Tally the lines in the listing below that contain the word "brick", and reply with only that number.

* **Location identification items**
══════════════════════════════
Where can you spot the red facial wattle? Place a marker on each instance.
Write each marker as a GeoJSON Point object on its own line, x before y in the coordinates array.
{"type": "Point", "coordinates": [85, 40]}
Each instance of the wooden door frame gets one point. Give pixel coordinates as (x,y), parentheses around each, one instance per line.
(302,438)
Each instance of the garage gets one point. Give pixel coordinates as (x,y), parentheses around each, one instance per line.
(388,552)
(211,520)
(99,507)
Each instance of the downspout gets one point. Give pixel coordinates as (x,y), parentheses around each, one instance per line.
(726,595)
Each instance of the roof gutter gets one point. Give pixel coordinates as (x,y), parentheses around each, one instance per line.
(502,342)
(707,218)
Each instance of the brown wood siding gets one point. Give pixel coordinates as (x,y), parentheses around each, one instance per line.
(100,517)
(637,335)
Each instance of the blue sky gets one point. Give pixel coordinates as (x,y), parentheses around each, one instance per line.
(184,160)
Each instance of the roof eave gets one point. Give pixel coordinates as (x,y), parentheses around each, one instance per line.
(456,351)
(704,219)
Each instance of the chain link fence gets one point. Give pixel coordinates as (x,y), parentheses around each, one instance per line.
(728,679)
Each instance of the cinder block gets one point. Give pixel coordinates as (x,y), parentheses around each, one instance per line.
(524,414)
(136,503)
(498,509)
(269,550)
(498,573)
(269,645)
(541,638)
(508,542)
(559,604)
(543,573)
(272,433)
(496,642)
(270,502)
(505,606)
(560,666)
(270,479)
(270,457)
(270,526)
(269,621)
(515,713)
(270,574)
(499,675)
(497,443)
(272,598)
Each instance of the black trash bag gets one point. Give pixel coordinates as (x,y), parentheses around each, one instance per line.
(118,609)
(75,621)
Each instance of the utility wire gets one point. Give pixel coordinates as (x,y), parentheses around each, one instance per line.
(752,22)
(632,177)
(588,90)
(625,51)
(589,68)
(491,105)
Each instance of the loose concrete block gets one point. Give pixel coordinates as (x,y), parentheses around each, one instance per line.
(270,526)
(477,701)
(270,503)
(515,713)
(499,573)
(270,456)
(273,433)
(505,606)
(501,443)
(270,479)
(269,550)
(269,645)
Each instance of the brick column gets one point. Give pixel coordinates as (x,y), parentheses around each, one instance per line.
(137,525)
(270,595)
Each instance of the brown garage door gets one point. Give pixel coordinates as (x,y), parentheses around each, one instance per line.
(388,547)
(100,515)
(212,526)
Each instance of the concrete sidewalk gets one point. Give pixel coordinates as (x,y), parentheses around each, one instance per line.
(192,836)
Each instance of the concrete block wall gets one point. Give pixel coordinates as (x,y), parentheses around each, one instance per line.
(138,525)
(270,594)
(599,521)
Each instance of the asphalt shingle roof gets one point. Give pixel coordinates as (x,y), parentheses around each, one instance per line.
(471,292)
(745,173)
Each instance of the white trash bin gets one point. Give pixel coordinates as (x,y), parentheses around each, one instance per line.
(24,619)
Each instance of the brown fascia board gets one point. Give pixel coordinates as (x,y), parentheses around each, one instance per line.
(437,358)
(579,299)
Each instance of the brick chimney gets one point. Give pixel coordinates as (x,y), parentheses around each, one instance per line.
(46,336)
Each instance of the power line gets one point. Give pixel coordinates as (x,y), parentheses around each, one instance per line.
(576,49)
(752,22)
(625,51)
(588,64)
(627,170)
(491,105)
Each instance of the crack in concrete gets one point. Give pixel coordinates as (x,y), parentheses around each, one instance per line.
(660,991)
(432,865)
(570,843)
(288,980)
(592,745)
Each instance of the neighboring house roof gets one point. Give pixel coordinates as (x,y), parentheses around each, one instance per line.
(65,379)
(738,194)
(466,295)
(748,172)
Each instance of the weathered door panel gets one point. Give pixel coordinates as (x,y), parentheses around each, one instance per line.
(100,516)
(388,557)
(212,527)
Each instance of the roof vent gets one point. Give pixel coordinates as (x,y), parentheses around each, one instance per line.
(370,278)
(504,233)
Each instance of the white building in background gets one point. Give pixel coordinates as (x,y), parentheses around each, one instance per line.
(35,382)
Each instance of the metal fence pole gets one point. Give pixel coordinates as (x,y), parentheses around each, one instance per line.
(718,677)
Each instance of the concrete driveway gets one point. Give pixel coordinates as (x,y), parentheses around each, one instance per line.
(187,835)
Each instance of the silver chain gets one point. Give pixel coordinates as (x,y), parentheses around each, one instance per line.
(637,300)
══════════════════════════════
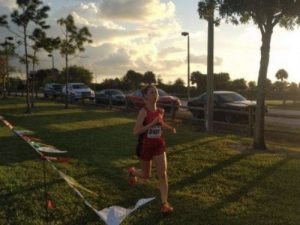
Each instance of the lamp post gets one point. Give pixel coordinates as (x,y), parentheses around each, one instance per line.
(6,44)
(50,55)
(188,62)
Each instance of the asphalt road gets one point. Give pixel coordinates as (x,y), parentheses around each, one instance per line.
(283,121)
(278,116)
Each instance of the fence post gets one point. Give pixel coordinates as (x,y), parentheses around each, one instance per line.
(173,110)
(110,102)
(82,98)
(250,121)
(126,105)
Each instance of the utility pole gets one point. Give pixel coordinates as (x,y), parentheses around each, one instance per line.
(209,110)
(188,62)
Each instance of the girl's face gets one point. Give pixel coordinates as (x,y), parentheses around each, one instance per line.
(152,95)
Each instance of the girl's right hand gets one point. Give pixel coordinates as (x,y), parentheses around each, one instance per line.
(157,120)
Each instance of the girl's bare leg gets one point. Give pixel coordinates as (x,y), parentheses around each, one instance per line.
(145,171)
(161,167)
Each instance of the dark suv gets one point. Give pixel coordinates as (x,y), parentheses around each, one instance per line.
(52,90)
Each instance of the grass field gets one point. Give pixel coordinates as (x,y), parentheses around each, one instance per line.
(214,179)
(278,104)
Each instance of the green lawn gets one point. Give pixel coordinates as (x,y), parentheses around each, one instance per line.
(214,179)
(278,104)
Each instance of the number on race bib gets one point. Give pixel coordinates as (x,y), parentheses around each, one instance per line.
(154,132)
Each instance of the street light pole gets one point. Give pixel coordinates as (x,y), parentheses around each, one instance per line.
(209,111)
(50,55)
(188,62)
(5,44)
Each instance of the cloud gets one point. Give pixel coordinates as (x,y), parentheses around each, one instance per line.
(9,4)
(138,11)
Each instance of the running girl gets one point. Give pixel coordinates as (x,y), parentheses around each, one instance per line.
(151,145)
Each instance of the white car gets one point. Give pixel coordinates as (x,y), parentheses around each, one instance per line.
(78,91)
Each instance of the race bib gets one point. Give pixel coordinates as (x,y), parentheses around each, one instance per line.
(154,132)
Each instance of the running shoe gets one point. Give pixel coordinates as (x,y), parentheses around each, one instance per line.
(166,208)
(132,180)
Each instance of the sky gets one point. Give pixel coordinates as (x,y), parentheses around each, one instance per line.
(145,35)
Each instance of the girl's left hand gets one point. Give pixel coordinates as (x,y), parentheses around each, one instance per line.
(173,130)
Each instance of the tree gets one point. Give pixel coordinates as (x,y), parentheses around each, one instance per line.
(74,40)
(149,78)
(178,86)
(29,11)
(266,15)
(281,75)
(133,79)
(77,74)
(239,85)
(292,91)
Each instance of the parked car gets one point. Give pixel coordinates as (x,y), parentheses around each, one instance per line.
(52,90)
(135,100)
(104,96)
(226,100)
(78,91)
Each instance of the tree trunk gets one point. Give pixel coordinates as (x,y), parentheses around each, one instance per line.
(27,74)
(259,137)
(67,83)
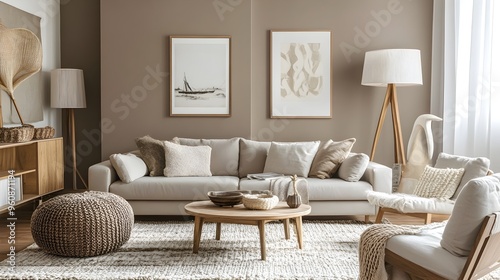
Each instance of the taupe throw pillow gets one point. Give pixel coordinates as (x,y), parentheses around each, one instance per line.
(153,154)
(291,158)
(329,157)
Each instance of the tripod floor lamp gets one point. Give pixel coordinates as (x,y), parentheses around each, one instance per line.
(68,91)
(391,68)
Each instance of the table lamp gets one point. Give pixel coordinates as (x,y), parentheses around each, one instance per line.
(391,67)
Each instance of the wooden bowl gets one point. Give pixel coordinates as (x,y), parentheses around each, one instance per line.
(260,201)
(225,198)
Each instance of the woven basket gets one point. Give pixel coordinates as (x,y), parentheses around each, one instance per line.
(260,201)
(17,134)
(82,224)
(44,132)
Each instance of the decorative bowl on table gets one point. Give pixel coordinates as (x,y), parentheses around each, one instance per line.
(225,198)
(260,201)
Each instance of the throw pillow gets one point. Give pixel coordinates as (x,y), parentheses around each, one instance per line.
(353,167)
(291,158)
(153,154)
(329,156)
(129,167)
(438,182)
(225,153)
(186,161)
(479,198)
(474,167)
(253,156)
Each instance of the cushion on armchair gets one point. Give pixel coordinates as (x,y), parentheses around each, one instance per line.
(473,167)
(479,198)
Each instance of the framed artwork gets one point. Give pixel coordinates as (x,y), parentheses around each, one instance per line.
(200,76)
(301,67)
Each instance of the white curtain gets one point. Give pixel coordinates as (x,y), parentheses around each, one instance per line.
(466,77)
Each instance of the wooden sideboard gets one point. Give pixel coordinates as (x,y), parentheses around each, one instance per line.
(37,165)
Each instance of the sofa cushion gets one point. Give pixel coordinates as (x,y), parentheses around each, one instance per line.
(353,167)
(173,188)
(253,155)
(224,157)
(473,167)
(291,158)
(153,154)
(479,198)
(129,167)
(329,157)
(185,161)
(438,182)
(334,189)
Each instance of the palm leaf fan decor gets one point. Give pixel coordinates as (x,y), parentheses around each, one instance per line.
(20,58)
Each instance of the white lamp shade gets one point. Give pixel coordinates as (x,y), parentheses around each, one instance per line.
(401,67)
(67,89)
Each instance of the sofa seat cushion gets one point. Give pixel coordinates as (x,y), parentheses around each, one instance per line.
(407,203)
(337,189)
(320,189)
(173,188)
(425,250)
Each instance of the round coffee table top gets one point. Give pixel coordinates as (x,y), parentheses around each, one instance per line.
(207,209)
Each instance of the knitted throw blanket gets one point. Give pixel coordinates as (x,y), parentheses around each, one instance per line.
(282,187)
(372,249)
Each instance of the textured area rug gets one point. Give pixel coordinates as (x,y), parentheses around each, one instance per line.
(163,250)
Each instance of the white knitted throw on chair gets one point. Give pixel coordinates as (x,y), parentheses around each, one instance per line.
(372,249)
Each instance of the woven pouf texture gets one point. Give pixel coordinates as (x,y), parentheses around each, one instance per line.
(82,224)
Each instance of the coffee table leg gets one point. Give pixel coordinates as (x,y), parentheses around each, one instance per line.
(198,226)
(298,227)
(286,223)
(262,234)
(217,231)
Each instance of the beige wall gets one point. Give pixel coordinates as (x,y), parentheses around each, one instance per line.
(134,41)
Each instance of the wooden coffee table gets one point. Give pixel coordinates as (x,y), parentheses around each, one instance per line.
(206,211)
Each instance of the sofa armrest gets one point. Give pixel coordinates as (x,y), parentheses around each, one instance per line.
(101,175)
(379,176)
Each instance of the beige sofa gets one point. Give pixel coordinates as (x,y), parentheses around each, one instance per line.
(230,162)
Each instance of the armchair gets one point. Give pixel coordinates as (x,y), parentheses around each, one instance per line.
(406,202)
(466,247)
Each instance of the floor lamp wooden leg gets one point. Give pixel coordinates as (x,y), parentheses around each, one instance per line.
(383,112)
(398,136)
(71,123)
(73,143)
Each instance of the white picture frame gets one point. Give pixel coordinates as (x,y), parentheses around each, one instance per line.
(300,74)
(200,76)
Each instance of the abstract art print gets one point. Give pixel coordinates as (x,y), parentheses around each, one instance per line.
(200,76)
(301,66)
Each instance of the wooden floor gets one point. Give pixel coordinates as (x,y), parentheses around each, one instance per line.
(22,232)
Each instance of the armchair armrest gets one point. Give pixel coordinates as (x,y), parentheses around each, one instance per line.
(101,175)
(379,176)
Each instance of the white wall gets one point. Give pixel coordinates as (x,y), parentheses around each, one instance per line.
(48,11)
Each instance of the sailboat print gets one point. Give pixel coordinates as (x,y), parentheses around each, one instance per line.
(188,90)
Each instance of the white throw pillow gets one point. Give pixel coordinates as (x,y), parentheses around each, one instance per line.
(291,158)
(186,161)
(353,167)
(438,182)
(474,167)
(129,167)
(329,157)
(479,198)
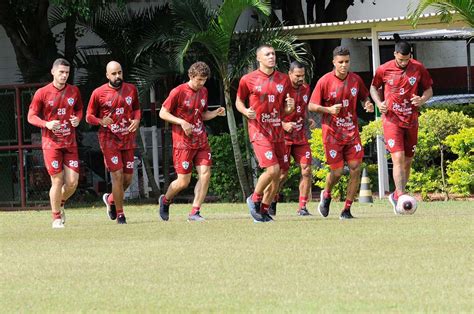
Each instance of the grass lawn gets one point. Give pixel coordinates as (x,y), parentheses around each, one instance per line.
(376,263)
══════════════════════════════
* **Solution for this task**
2